Set exercise | Copy out every line of the entries below verbatim, leaving out the pictures.

[Image annotation data]
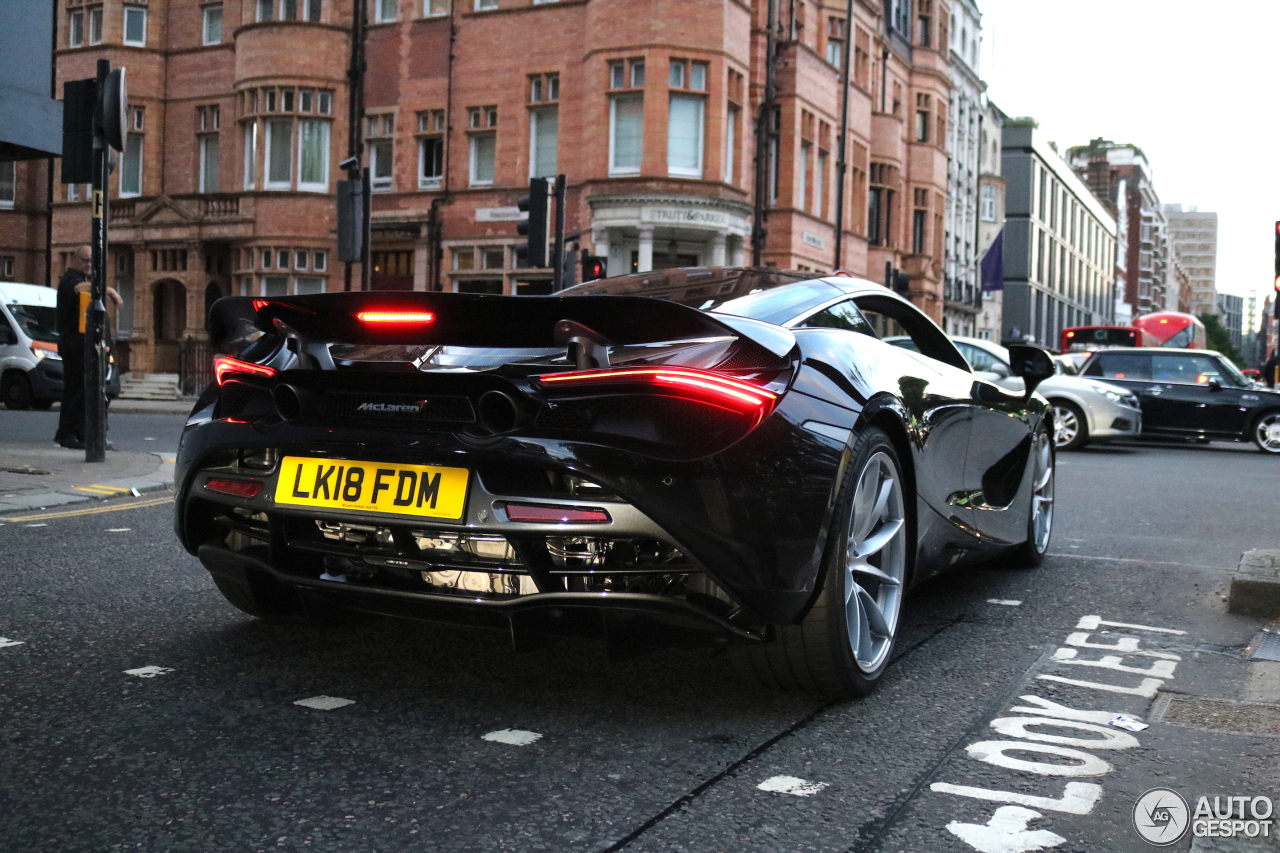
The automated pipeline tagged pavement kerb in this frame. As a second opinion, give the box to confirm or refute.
[0,453,174,512]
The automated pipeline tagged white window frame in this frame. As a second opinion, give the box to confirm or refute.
[294,119,333,192]
[262,118,297,190]
[609,92,644,178]
[88,5,102,45]
[468,132,498,187]
[243,119,259,190]
[200,3,223,46]
[369,138,396,192]
[417,136,444,191]
[200,133,221,192]
[116,133,146,199]
[529,106,559,178]
[667,92,707,179]
[122,6,147,47]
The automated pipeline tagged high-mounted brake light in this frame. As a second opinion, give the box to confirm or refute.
[356,311,435,323]
[503,503,609,524]
[205,480,262,497]
[538,368,778,416]
[214,356,276,386]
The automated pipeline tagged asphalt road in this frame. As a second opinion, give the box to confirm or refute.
[0,438,1280,853]
[0,407,187,453]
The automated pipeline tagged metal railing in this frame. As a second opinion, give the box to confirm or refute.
[178,338,214,397]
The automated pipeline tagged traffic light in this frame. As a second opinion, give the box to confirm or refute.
[1271,222,1280,320]
[582,251,609,282]
[516,178,550,269]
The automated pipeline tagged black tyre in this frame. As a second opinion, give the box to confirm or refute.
[1012,427,1057,569]
[0,373,32,409]
[742,428,914,698]
[1249,411,1280,456]
[1050,400,1089,451]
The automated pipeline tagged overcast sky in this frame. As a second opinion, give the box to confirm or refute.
[977,0,1280,324]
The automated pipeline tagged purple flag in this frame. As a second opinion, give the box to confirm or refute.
[982,228,1005,293]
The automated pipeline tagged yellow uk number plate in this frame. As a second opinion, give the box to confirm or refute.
[275,456,468,519]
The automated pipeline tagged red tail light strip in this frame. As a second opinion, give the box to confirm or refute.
[538,368,778,412]
[356,311,435,323]
[205,480,262,497]
[503,503,609,524]
[214,356,276,386]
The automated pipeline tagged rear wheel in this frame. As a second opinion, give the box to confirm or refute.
[1050,400,1089,450]
[745,428,911,698]
[0,373,32,409]
[1014,428,1056,569]
[1253,411,1280,456]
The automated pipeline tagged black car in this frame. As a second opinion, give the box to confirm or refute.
[1080,347,1280,455]
[175,269,1053,695]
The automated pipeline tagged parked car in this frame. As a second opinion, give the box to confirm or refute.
[1083,347,1280,456]
[0,282,120,409]
[175,268,1055,695]
[893,337,1142,451]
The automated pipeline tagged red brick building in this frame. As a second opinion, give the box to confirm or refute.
[0,0,950,373]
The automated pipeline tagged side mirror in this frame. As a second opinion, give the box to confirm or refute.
[1009,343,1056,398]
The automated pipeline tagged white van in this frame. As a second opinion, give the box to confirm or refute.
[0,282,120,409]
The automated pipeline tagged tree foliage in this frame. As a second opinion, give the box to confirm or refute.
[1199,314,1244,368]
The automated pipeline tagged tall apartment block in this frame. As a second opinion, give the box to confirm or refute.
[0,0,968,373]
[1164,205,1220,314]
[1002,118,1116,348]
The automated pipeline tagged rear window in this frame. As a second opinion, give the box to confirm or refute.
[1084,352,1151,379]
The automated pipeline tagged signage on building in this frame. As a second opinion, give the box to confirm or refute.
[476,207,525,222]
[640,207,728,228]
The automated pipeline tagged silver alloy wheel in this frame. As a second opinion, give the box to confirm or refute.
[1053,406,1080,447]
[1254,411,1280,453]
[845,451,906,672]
[1030,433,1053,553]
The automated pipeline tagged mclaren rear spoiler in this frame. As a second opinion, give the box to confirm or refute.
[209,292,795,357]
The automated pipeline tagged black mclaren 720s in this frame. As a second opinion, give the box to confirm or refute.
[175,268,1055,697]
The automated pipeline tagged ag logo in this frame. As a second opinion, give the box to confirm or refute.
[1133,788,1190,847]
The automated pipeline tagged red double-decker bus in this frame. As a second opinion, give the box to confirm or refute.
[1133,311,1204,350]
[1057,325,1160,353]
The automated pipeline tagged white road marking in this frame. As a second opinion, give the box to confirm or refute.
[929,783,1102,815]
[293,695,356,711]
[991,717,1138,749]
[756,776,827,797]
[480,729,543,747]
[965,740,1111,776]
[947,806,1066,853]
[1075,614,1187,637]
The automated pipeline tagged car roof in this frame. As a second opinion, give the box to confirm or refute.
[0,282,58,306]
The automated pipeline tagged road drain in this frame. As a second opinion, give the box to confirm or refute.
[1149,694,1280,738]
[1249,631,1280,661]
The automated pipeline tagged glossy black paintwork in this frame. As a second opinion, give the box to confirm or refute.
[175,275,1046,622]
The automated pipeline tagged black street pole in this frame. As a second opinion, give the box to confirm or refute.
[819,0,854,272]
[84,59,111,462]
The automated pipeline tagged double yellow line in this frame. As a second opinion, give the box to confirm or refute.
[0,489,173,523]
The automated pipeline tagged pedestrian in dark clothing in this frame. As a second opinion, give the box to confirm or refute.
[1262,347,1280,388]
[54,246,124,450]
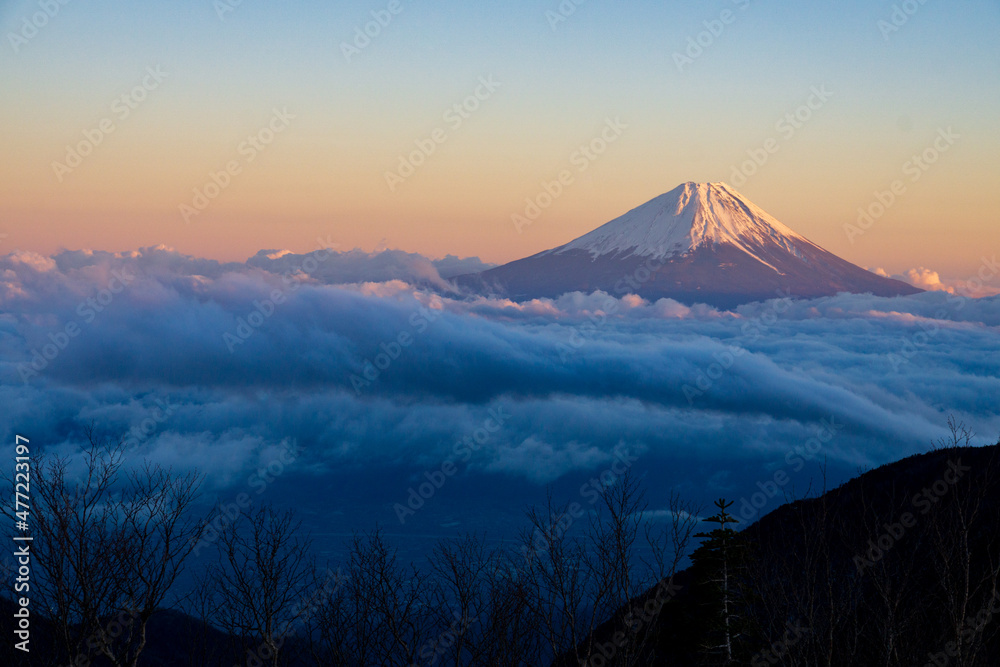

Answer to the exercise |
The automated pipeline tagged pavement kerb in this frame. As a second opinion, give the box to confirm or refute.
[0,453,174,512]
The automated pipeline tagged white window frame in this frame. As a second opinion, give the box to confirm or refute.
[294,119,333,192]
[262,118,297,190]
[609,92,644,178]
[88,5,102,45]
[468,132,498,187]
[243,119,259,190]
[200,3,223,46]
[369,138,396,192]
[417,136,444,191]
[200,133,221,192]
[116,133,146,199]
[529,106,559,178]
[667,92,707,179]
[122,6,147,47]
The automated pipeline tagged high-mounted brake light in this frame. As a second opinion, give the box to confirm or refute.
[356,311,435,323]
[503,503,609,524]
[205,480,262,497]
[538,368,778,416]
[214,356,276,386]
The automated pipeline tagged asphalt road in this frame. As a second opinion, give the box to confirm or refute.
[0,438,1280,853]
[0,407,187,453]
The automated pipeline tagged metal railing in this frame. As a second opinion, give the box to confirm or refute.
[178,338,214,397]
The automated pipeline tagged traffic light in this frame. As a second opinion, give the box to confirm or refute.
[1271,222,1280,320]
[582,251,609,282]
[516,178,550,269]
The automated pipeline tagged black tyre in this frame. As a second opinion, give the box to confirm or refute.
[1012,427,1057,569]
[0,373,32,409]
[742,428,914,698]
[1249,411,1280,456]
[1050,400,1089,451]
The automated pipeline tagged overcast sky in this frame. As a second opinion, give the box to confirm or refute.
[977,0,1280,324]
The automated pipeline tagged purple flag in this frame. As a second opinion, give the box to confirm or refute.
[982,228,1005,293]
The automated pipeline tagged yellow uk number plate in this frame. As a second opinion, give the box to confirm or refute.
[275,456,468,519]
The automated pipeline tagged red tail light strip in this frame. As a second opinion, give the box to confirm or refute.
[538,368,778,412]
[356,311,435,323]
[205,480,262,497]
[503,503,609,524]
[214,356,276,386]
The automated pipeline tagged rear wheel in this frame. As a second opinion, give the box to confirm or refute.
[1050,400,1089,450]
[745,428,911,698]
[0,373,32,409]
[1014,428,1056,569]
[1253,411,1280,456]
The automated pipeline tagged black car in this frame. As a second opinion, give the box to confirm or refute.
[1080,347,1280,455]
[175,269,1053,695]
The automated pipeline tagged parked car in this frame. As a second opinion, give the box to confirm or refute.
[1083,347,1280,456]
[0,282,120,409]
[175,268,1055,695]
[893,337,1142,451]
The automated pipeline tagged red brick building in this frame. As a second opinion, give the box to confirm or refute.
[0,0,950,373]
The automated pipeline tagged side mirror in this frame. As a second opinion, give the box to confirm or refute.
[1009,343,1056,398]
The automated pipeline tagged white van in this frame. As a second opinion, give the box to confirm or refute.
[0,282,120,409]
The automated pipeline tagged tree foliage in this frame. As a second opinion, give the box to confirm or refute.
[1199,314,1244,368]
The automated pipeline tagged tall apartment block in this frame. As a second opinion, give the box to confirm or refute.
[0,0,968,373]
[1164,205,1220,314]
[1002,118,1116,348]
The automated pipeline tagged rear window in this frame. As a second opinion, give the box to confirm or refute.
[1084,352,1151,379]
The automated pipeline tagged signage on building in this frame. As a second opinion, give the box to confirm or refute.
[476,207,525,222]
[640,207,728,228]
The automated pipeline tagged silver alloy wheel in this frame. As a second opinion, give the box to confirm or refute.
[1053,406,1080,447]
[1254,411,1280,453]
[845,451,906,672]
[1030,433,1053,553]
The automated pipeline tagged mclaren rear spoiler in this frame. As a second opinion, give the box to confirm or refute.
[209,292,795,357]
The automated pipeline tagged black mclaren 720s in this frame. As a second opinion, give the box to confirm or refute.
[175,268,1055,697]
The automated pipeline tagged ag logo in this frame. As a second opinion, give the box to confirm or refute.
[1133,788,1190,847]
The automated pipeline tagged red double-decker bus in this frame. As a second opinion, give the box to confirm or refute.
[1133,311,1204,350]
[1057,325,1160,353]
The automated pipeline tagged white road marking in this frame. As a second opinion, give the box to confirm or refute.
[929,783,1102,815]
[293,695,356,711]
[991,717,1138,749]
[756,776,827,797]
[480,729,543,747]
[965,740,1111,776]
[947,806,1066,853]
[1075,614,1187,637]
The automated pipeline tagged car roof in this frame. As a second opinion, give the box to confirm or refute.
[0,282,58,306]
The automated pipeline tagged road drain in this frame. As a second opinion, give the box to confirm or refute.
[1149,694,1280,738]
[1249,631,1280,661]
The automated pipeline tagged glossy black paintwork in this frame. As a second opinion, give the box to confirm or refute.
[175,275,1046,622]
The automated pipeline tagged black street pole in this frame. As a second opinion, give the box to confirm or refute.
[819,0,854,272]
[84,59,111,462]
The automated pipeline tagged double yellow line in this frame. As a second opinion, give the box to confirm or refute.
[0,489,173,523]
The automated pipeline tagged pedestrian in dark clothing in this frame. As a second opinion, give the box to confirm or refute.
[1262,347,1280,388]
[54,246,124,450]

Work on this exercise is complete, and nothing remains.